• [Requirements]
In the listing below, find the line containing "For the chimney". Write out that line and every line after it to the end, exactly and only those.

• [Dataset content]
▬▬▬
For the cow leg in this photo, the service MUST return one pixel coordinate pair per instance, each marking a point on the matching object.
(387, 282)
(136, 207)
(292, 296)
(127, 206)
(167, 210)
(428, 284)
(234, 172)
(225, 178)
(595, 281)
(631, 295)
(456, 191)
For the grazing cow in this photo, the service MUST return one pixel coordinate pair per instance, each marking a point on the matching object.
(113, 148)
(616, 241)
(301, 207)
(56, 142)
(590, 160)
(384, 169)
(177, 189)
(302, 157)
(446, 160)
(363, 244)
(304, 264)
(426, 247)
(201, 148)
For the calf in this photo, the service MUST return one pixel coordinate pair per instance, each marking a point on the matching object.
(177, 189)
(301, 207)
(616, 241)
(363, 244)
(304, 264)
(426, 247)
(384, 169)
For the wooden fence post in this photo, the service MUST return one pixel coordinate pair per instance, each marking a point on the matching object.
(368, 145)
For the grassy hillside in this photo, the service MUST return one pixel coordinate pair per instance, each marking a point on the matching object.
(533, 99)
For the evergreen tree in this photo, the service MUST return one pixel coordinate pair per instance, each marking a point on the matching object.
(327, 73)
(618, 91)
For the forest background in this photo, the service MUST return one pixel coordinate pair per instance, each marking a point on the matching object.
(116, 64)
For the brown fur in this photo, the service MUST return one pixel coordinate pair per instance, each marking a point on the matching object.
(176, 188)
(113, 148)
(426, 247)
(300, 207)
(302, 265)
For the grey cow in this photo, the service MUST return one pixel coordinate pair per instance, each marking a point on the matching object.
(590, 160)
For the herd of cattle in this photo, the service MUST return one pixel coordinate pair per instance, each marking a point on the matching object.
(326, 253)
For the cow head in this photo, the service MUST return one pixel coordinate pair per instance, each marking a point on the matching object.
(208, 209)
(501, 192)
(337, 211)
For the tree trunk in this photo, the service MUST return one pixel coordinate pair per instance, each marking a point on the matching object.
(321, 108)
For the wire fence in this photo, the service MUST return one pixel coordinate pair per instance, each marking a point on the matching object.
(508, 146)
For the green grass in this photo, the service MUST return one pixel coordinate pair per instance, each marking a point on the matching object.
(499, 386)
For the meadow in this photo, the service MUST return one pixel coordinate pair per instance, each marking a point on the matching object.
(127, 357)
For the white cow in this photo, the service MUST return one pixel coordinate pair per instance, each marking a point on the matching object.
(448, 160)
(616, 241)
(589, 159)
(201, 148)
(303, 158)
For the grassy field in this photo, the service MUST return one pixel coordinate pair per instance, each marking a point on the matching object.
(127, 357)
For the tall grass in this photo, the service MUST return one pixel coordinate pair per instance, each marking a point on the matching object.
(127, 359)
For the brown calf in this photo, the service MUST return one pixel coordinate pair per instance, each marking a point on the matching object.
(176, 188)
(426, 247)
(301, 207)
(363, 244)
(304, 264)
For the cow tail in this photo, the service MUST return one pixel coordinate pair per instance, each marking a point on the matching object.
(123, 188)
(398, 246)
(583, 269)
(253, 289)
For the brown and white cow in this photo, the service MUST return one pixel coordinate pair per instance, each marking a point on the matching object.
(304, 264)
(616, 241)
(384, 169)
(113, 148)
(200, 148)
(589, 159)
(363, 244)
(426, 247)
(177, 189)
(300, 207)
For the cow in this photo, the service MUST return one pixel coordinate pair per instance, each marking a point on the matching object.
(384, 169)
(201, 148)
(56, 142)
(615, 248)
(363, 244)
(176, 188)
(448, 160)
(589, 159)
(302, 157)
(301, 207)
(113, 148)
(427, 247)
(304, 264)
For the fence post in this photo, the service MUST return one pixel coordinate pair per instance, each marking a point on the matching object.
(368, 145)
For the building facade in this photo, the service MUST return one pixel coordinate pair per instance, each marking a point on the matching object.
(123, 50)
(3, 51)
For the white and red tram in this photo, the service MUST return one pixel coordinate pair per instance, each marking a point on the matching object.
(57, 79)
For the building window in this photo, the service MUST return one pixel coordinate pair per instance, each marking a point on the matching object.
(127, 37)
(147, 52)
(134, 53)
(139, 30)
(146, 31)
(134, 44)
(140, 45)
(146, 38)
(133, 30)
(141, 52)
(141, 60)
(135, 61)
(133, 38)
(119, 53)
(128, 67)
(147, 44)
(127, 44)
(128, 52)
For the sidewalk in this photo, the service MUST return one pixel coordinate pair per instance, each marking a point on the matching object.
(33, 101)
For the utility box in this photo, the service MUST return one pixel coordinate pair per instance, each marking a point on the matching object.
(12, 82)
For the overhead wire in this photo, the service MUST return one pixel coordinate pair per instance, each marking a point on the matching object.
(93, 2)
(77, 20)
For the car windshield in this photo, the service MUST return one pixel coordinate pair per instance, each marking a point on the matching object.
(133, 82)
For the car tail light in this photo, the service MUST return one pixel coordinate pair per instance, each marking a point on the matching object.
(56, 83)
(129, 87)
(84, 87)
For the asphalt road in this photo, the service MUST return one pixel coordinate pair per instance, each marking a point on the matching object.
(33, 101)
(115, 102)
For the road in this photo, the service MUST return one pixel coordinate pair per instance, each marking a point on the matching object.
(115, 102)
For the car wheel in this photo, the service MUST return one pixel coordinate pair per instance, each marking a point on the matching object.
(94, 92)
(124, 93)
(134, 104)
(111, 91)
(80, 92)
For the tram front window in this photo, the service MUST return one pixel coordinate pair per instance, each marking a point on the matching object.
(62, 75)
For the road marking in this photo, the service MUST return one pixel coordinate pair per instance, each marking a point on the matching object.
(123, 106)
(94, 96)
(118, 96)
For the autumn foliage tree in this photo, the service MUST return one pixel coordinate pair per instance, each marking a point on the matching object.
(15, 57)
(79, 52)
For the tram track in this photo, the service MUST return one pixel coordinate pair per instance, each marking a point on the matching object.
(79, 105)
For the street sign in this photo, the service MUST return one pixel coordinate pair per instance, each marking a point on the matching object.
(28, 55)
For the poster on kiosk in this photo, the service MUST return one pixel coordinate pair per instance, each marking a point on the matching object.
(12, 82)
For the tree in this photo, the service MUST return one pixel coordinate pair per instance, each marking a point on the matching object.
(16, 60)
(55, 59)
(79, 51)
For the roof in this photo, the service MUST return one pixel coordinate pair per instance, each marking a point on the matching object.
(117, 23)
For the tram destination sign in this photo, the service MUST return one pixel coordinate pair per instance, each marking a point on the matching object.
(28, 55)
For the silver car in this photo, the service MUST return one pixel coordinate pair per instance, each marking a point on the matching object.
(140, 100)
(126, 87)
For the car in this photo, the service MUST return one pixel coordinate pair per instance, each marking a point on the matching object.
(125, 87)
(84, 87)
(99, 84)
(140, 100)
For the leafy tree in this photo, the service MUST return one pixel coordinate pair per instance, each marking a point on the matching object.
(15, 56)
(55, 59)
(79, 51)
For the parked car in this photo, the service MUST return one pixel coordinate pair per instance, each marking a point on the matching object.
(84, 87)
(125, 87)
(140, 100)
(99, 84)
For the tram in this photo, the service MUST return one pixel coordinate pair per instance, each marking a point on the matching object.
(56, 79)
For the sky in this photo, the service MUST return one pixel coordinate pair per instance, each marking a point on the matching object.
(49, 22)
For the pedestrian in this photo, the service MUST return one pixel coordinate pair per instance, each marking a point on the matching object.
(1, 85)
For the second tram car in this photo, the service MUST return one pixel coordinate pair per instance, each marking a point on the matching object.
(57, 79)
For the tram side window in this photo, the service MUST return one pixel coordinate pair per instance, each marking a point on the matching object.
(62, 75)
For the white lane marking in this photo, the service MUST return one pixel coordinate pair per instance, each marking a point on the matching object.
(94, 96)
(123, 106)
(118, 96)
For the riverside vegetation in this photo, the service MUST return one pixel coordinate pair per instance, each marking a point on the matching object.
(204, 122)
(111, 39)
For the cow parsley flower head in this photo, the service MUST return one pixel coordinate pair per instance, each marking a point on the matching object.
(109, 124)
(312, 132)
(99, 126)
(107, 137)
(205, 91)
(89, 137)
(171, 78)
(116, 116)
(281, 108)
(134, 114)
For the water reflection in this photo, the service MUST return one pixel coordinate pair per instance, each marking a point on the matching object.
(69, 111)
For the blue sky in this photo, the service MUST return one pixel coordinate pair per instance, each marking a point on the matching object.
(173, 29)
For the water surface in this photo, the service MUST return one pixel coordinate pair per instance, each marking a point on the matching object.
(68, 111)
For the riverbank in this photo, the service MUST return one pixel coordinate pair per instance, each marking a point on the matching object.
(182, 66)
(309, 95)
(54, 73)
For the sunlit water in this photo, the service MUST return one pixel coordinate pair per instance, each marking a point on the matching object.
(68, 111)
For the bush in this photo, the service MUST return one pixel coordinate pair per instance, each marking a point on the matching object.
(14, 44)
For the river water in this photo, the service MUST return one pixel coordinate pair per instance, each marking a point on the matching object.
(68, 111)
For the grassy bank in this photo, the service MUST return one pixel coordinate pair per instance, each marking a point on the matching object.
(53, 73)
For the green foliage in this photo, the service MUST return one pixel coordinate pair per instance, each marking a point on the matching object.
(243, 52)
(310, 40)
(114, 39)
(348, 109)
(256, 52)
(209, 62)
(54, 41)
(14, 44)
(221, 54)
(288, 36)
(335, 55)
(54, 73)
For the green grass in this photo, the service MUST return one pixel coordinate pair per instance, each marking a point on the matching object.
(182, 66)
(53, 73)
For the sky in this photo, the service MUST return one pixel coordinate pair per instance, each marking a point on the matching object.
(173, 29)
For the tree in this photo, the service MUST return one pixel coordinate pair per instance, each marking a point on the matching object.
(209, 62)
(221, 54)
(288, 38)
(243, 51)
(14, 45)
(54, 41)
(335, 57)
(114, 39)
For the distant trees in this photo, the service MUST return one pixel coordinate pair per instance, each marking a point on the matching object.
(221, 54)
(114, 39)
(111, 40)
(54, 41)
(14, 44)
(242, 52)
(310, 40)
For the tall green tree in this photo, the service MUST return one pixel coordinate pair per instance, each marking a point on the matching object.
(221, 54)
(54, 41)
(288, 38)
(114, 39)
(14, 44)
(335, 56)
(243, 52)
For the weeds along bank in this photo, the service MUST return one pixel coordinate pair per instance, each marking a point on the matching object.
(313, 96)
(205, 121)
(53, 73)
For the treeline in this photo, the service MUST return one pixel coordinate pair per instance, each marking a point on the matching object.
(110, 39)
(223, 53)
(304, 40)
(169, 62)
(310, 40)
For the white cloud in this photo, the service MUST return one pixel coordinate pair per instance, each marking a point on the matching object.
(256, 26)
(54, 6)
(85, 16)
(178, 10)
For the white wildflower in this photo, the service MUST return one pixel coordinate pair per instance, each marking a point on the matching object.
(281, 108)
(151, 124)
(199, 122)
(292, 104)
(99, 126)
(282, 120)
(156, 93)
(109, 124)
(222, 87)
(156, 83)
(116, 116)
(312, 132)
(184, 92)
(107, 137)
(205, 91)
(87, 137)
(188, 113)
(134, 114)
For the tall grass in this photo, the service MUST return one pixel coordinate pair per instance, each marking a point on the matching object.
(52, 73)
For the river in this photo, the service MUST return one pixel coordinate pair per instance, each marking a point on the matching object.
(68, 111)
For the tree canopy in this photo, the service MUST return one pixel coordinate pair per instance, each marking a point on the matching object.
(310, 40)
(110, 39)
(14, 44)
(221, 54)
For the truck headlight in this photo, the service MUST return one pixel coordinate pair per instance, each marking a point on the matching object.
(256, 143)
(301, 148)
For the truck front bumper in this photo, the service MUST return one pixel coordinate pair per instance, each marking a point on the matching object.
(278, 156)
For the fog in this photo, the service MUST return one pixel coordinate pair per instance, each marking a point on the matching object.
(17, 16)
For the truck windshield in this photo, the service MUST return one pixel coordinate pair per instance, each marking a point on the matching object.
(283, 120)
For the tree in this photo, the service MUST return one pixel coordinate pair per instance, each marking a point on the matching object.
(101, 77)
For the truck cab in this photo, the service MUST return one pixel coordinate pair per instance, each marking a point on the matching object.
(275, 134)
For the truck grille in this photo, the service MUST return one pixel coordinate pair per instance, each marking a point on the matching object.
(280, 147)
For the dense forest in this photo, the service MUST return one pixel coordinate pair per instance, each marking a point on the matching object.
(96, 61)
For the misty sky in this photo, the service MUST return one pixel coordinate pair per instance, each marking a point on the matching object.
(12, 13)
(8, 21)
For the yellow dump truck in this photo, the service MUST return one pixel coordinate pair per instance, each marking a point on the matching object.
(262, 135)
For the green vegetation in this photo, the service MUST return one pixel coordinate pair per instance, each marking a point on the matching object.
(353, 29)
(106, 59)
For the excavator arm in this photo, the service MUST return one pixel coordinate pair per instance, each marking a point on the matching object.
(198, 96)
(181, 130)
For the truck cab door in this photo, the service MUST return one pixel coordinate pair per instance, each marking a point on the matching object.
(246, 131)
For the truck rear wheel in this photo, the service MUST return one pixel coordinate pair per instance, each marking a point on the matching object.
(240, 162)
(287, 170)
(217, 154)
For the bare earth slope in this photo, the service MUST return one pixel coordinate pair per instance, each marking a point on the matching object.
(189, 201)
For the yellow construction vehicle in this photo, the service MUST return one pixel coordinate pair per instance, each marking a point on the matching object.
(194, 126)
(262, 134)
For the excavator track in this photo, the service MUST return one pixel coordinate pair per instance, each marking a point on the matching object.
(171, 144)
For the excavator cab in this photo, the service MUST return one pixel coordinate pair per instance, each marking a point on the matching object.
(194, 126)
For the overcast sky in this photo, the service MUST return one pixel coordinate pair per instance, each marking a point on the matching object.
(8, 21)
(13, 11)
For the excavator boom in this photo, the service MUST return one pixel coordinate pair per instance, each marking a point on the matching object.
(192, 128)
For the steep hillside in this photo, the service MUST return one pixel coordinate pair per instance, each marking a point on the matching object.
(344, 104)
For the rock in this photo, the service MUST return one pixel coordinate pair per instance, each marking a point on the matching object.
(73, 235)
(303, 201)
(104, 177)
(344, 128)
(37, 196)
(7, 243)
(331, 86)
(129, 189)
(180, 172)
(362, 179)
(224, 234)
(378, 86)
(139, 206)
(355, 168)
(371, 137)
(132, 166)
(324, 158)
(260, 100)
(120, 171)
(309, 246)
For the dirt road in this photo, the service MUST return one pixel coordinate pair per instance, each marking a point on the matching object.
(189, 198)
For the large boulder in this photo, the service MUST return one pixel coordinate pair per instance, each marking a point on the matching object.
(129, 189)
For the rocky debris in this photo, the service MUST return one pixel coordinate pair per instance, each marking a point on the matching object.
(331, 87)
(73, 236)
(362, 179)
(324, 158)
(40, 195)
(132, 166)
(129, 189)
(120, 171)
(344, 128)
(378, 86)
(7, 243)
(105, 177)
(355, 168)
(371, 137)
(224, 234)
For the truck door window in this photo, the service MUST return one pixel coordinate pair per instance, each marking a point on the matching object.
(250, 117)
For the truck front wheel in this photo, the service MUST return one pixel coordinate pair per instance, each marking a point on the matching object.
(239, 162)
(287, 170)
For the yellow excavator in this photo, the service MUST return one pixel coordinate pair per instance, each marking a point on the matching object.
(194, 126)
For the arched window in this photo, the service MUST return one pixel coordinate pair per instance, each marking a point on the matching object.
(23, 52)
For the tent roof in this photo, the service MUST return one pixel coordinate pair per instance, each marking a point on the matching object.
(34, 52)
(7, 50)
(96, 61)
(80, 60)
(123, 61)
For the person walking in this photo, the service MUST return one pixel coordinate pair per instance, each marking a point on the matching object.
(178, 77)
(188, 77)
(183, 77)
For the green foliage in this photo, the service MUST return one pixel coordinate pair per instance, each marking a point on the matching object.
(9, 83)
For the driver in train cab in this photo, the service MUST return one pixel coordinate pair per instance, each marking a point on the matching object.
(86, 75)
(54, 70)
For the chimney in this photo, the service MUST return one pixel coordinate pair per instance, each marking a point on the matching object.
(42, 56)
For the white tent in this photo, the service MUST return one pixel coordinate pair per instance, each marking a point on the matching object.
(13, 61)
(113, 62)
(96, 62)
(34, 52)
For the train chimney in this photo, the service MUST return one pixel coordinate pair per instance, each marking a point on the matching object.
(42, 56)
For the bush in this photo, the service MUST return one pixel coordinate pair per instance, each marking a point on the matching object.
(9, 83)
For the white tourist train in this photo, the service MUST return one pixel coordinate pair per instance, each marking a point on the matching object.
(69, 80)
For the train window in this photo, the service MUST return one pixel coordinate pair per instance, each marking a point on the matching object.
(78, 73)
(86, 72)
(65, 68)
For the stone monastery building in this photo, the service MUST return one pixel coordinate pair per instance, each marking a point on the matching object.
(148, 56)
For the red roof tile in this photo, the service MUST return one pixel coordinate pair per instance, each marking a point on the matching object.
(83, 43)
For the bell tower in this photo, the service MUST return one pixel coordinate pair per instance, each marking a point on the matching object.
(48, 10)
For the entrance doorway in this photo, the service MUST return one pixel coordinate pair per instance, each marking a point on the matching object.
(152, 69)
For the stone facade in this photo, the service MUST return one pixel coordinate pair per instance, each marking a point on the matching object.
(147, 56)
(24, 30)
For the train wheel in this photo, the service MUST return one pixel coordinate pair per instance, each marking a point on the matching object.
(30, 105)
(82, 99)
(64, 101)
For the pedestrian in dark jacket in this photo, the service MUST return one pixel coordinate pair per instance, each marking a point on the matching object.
▬▬▬
• [Answer to the exercise]
For the chimney in this photo, the service MUST return one pixel coordinate pair per instance, each marking a point on the matching object.
(42, 56)
For the white tent in this photo, the service MUST return one pixel coordinate pair per instance, each marking a point on the matching object.
(13, 61)
(113, 62)
(96, 62)
(34, 52)
For the train chimney in this photo, the service MUST return one pixel coordinate pair per instance, each marking a point on the matching object.
(42, 56)
For the bush in this photo, the service MUST return one pixel coordinate pair per instance, each marking a point on the matching object.
(9, 83)
For the white tourist train in this photo, the service MUST return one pixel coordinate pair per instance, each marking a point on the matching object.
(69, 80)
For the train window in this photo, the service MUST return one pixel coordinate pair per instance, each marking a point on the matching object.
(78, 73)
(86, 72)
(65, 68)
For the stone monastery building in this photo, the service MUST return one pixel coordinate pair per instance, each marking a point on the matching object.
(148, 56)
For the red roof tile in this photo, the service MUST return one pixel coordinate pair per instance, each marking a point on the matching object.
(83, 43)
For the bell tower in this photo, the service MUST return one pixel coordinate pair per instance, each marking a point on the matching object.
(48, 10)
For the entrance doorway in this photo, the service MUST return one pixel coordinate pair per instance, each marking a point on the matching object.
(152, 69)
For the stone facade in this photo, the service MUST return one pixel coordinate pair per instance, each marking a point on the matching object.
(147, 56)
(24, 30)
For the train wheel in this photo, the service MUST return one pixel coordinate pair per instance, each marking a point on the matching object.
(30, 105)
(82, 99)
(64, 101)
For the pedestrian in dark jacket in this photo, the service MUST return one pixel coordinate pair per instance, each marking a point on the matching object.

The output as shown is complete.